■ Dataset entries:

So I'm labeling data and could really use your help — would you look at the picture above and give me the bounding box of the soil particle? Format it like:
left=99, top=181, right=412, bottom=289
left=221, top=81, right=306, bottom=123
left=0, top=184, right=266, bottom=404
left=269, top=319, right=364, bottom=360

■ Exercise goal: Your answer must be the lines from the one containing "left=99, top=181, right=412, bottom=289" through the last line of the entries, copied exactly, with no other lines.

■ Task result:
left=99, top=181, right=412, bottom=289
left=221, top=81, right=306, bottom=123
left=0, top=184, right=266, bottom=404
left=269, top=319, right=364, bottom=360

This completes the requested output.